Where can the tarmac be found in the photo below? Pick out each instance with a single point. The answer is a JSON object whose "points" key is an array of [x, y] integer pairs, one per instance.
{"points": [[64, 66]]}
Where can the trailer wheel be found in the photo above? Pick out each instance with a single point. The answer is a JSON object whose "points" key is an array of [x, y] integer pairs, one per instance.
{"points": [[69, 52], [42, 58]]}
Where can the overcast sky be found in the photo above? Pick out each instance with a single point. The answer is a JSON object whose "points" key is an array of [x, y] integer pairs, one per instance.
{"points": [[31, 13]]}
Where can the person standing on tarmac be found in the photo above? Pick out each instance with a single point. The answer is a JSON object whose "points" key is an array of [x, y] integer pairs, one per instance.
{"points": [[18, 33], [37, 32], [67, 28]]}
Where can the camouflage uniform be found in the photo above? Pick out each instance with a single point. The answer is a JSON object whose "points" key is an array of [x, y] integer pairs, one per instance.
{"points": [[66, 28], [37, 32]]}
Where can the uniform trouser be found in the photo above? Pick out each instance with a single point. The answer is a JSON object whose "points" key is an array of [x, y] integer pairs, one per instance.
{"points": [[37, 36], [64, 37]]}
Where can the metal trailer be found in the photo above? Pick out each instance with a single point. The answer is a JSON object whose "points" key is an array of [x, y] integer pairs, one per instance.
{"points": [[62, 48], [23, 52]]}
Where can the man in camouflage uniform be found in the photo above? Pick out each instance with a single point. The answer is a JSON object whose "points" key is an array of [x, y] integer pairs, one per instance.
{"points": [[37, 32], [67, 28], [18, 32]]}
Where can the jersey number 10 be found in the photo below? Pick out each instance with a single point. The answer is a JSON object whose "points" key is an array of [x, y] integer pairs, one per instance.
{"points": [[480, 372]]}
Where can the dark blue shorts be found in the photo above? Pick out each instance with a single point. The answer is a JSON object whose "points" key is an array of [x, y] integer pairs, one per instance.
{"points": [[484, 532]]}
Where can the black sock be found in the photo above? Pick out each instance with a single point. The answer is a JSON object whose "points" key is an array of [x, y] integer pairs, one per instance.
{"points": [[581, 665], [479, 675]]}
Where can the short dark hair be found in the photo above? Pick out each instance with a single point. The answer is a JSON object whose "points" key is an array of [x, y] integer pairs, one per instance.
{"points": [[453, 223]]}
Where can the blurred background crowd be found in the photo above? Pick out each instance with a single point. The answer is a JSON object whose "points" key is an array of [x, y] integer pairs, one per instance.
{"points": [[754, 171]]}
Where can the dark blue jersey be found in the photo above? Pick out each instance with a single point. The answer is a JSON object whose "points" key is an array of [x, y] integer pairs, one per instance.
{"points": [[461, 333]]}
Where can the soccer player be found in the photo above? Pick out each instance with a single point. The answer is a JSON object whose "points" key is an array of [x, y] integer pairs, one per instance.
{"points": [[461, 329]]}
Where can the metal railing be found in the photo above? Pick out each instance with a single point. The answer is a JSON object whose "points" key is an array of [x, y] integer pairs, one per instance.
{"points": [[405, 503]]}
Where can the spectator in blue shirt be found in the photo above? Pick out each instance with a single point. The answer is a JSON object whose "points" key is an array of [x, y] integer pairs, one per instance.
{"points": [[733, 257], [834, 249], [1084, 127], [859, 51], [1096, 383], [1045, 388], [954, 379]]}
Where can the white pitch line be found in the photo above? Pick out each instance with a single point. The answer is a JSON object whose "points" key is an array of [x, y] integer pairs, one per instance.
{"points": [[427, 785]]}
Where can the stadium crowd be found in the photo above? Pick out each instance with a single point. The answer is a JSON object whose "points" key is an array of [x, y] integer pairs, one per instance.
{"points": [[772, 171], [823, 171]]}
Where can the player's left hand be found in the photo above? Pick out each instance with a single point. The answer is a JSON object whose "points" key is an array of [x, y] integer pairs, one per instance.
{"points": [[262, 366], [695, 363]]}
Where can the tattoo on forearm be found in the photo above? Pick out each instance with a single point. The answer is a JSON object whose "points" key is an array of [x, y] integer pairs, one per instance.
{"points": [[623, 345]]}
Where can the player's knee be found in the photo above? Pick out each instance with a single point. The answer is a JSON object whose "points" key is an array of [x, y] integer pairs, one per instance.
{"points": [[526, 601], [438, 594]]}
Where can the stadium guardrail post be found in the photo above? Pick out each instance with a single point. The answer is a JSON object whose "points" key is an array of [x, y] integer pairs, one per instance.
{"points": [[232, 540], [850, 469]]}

########################################

### HOW TO COMPLETE THIS TASK
The complete material above is to be retyped word for word.

### ANSWER
Where can the tarmac be found in the photo below? Pick out each instance with a single point. The answer is a JSON object whose "points" key is an array of [x, y] integer pairs, one per instance.
{"points": [[64, 66]]}
Where can the trailer wheel be found in the photo above? Pick out each instance with a single point. The answer is a JSON object whose "points" key is an array of [x, y] integer pairs, one per instance.
{"points": [[69, 52], [42, 58]]}
Where can the overcast sky be found in the photo above? Pick out each instance with a single point. The answer is a JSON object whose "points" key is an array of [x, y] integer pairs, one per instance.
{"points": [[31, 13]]}
Where can the person standing on tarmac be found in the photo above? Pick out each instance with a single point. The answer is a JSON object whose "points" key is an array of [x, y] integer pairs, one per instance.
{"points": [[18, 33], [37, 32], [67, 28]]}
Where can the camouflage uniform be found in the photo above? Pick out each instance with a single point. The answer is a JSON object whose "points" key is an array of [x, y] integer pairs, one per instance.
{"points": [[66, 28], [37, 32]]}
Where can the uniform trouser be found in the photo above? Pick out each instance with a single point. The answer is a JSON object whose "points" key is an array of [x, y] integer pairs, one per instance.
{"points": [[37, 36], [64, 37]]}
Where can the metal trailer be found in the photo above? Pick out each instance with a single point. The answer is a JSON object whose "points" key is an array of [x, y] integer pairs, one per instance.
{"points": [[62, 48], [23, 52]]}
Where can the man in camouflage uniform be found in the photo above? Pick out each instance with a single point. The answer is a JSON object whose "points" key is an array of [x, y] integer pairs, one per instance.
{"points": [[37, 32], [67, 28], [18, 32]]}
Where can the jersey number 10 be found in the photo below? Pick out each instance with a single point. The answer is a JSON object whose "points" key is an array of [x, y] integer pairs, one per instance.
{"points": [[480, 372]]}
Where can the dark blue shorts be found in the photo above? Pick out each instance with a single point. The answer is a JSON object whose "points" key is an array of [x, y] integer pairs, one per instance.
{"points": [[484, 532]]}
Where can the black sock be found in the photo above? Pick out each instance with a single point. The answer is a JSON object whose "points" key is an array of [x, y] integer pairs, one per instance.
{"points": [[581, 665], [479, 675]]}
Where can the short dark hair be found in the photo above? Pick out each instance with a single point. The answer is a JSON object whose "points" key is an array of [x, y] integer pairs, one per instance.
{"points": [[453, 223]]}
Where can the blurred background crowd be found in the photo above? Pick out each instance with a single point. The answer is a JSON object whose "points" key is an array of [x, y] integer pairs, one per instance.
{"points": [[754, 171]]}
Where can the dark blue jersey be found in the photo above? Pick out each instance with a single point. The answer is a JSON object whose "points" key is an array of [x, y] integer pairs, one per instance.
{"points": [[461, 333]]}
Where can the soccer player be found in the photo above? Pick out each instance with a single point. The answer is a JSON object whose "points" key is an array of [x, y] integer pairs, one per instance.
{"points": [[461, 329]]}
Where can the metal railing be found in the photo above? Pick out each instance with a single point. The answer is a JSON object whose "points" key is an array of [x, y] integer pairs, one per instance.
{"points": [[405, 503]]}
Where can the spectator in blue shirt be found in the photo above? Pick out each instance with a single point. The answer is a JSON object whose "points" key is an array of [x, y] integer pairs, one per instance.
{"points": [[733, 257], [834, 249], [1084, 127], [859, 51], [1096, 383], [1045, 388], [954, 379]]}
Where can the white pitch line be found in the photo above? Pick out each instance with a single point. The answer is a JSON object whose "points" key is an array of [x, y] integer pairs, one per instance.
{"points": [[427, 785]]}
Where can the stadium crowd be found in the photo above? Pick out each instance with a single point. The answer is a JSON object whose "points" key is an array of [x, y] integer pairs, one per instance.
{"points": [[772, 171], [823, 171]]}
Where can the player's left hand be found in the photo above? Pick out each instance with a single point. The answer is a JSON object whose "points" key is an array of [x, y] integer pairs, one per instance.
{"points": [[262, 366], [695, 363]]}
Where can the tattoo on forearm be found in the photo above? Pick out each instance with a single point. The answer is a JSON object whose "points" key is an array of [x, y] integer pairs, one per instance.
{"points": [[623, 345]]}
Where can the player's knee be found in the photo above? Pick out each instance with a single point. The answer is a JSON object whose "points" key is an array of [x, y] integer pairs, one per instance.
{"points": [[526, 601], [438, 594]]}
Where can the stadium guardrail post be found in the photo above? Pick out each instance with a single point. The answer is a JSON object whose "points" key is an array of [x, y] integer pairs, one per instance.
{"points": [[232, 540], [850, 469]]}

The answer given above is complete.